= Given instruction =
Could you rewrite everything from the start of the data down through the line containing "[324,152,371,189]", switching "query string" to "text prompt" wherever it occurs and keeping all else the same? Leave the pictures out of your answer.

━━ Data

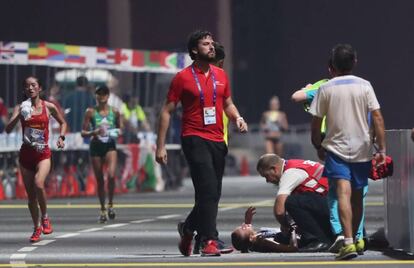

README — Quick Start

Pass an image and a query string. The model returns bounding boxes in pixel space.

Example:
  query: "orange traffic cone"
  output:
[59,174,69,197]
[16,169,27,199]
[240,155,249,176]
[46,173,58,198]
[0,177,6,200]
[68,165,80,196]
[85,169,96,196]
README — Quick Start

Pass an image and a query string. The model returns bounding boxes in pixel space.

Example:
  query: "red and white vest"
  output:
[284,159,329,195]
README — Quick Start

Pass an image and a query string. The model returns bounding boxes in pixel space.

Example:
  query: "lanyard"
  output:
[191,66,217,106]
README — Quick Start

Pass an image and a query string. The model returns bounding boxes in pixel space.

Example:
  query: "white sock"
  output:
[344,237,354,246]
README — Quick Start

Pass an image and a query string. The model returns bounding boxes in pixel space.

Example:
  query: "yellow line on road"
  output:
[0,260,414,267]
[0,200,384,209]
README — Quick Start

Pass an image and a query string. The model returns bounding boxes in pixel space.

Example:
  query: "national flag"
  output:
[29,42,48,65]
[132,50,145,68]
[80,46,98,68]
[46,43,65,66]
[65,45,86,67]
[0,42,28,65]
[96,47,115,67]
[145,51,168,68]
[115,48,133,71]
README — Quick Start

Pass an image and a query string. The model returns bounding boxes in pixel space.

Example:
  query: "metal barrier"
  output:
[384,129,414,253]
[0,132,184,200]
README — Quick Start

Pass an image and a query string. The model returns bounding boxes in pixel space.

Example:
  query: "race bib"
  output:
[24,127,45,143]
[203,107,216,125]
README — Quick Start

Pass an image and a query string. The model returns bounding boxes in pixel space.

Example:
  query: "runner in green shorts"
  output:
[81,86,122,223]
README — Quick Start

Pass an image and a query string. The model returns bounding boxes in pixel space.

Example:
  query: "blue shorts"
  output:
[324,152,371,189]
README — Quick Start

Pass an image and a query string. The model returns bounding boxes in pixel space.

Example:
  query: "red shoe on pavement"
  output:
[30,226,42,243]
[42,217,53,234]
[201,240,221,256]
[177,222,194,257]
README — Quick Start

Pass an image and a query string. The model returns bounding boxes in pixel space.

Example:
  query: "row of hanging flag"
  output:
[0,41,191,73]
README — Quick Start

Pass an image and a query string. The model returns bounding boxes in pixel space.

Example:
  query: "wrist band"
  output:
[313,144,322,150]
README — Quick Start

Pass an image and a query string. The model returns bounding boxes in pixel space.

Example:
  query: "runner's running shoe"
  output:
[177,222,194,257]
[108,207,115,220]
[355,238,365,255]
[329,235,345,253]
[42,217,53,234]
[30,226,42,243]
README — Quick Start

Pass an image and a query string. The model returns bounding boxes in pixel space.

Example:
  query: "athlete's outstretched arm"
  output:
[155,100,176,164]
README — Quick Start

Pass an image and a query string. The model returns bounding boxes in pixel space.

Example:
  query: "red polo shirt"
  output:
[167,65,231,142]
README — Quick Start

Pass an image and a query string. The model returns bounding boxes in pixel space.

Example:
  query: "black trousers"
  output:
[285,192,334,245]
[181,136,227,242]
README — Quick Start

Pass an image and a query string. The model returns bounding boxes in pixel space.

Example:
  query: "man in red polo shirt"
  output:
[156,31,247,256]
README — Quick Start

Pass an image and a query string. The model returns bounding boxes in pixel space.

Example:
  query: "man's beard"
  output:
[198,53,216,63]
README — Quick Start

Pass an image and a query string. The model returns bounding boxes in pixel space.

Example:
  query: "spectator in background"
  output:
[260,96,289,156]
[121,94,151,143]
[6,76,66,242]
[63,76,95,132]
[48,84,65,134]
[0,98,9,133]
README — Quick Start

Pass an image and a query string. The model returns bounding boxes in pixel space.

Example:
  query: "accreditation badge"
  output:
[203,107,216,125]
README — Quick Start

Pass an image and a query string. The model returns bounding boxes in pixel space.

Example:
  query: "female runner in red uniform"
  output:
[6,76,67,242]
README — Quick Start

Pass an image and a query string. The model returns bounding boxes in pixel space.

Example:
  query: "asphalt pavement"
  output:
[0,176,414,267]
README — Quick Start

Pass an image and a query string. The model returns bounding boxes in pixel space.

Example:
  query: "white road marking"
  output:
[130,219,155,223]
[56,233,80,238]
[157,214,181,220]
[10,253,27,260]
[18,247,37,252]
[104,223,128,228]
[79,228,103,233]
[10,261,28,268]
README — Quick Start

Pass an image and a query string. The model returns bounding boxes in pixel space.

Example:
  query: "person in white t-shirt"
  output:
[310,44,385,260]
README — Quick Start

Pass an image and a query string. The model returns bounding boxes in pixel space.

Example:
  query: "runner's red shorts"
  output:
[19,144,52,171]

━━━━

= Exercise result =
README — Quick Start

Pass an image and a text prompt. The model returns bounding boxes in pixel space.

Example:
  query: "orange traffic cone"
  output:
[59,174,69,197]
[16,169,27,199]
[240,155,249,176]
[46,173,58,198]
[0,177,6,200]
[68,165,80,196]
[85,169,96,196]
README — Quick Start

Pass an image and a text prompt. The model returns bounding boxes in pixel space.

Example:
  query: "red and white vest"
  output:
[284,159,329,195]
README — Quick Start

Pass an image and a text prompt. The model returns bounding boxes in pixel space.

Example:
  query: "lanyard"
  output:
[191,66,217,106]
README — Quick Start

Pass an image and a text prompt. The model returns bounding boxes in pixel space.

Example:
  query: "white sock"
  output:
[344,237,354,246]
README — Quick Start

Pass an image and a text prompt. The model returns bounding boxes in pixel space.

Example:
  query: "yellow line on road"
  output:
[0,260,414,267]
[0,200,384,209]
README — Quick Start

Pass an image and a text prompt. The model returns bounding boxes in pixel space.

Example:
  query: "national flag"
  output:
[29,42,48,65]
[132,50,145,68]
[80,46,98,68]
[46,43,65,66]
[65,45,86,67]
[0,42,28,65]
[96,47,115,67]
[145,51,168,68]
[115,48,133,71]
README — Quick Start

Pass an image and a text prompt. The model returns bounding boxes in pixel space.

Example:
  query: "metal barrier"
  output:
[384,129,414,253]
[0,132,184,200]
README — Quick Start

Pass an image and a text prompt. The model returns bounding boxes in pixel space.

Example:
  query: "race bib"
  output:
[24,127,45,143]
[203,107,216,125]
README — Quick Start

Pass an image and a text prompt. The model returns bounding boxes in pixel space.

Example:
  query: "runner in green shorts"
  output:
[81,86,122,223]
README — Quick Start

Pass an image and a text prompt. The model returns bounding boxes in pixel space.

Example:
  query: "blue shorts"
  output:
[324,152,371,189]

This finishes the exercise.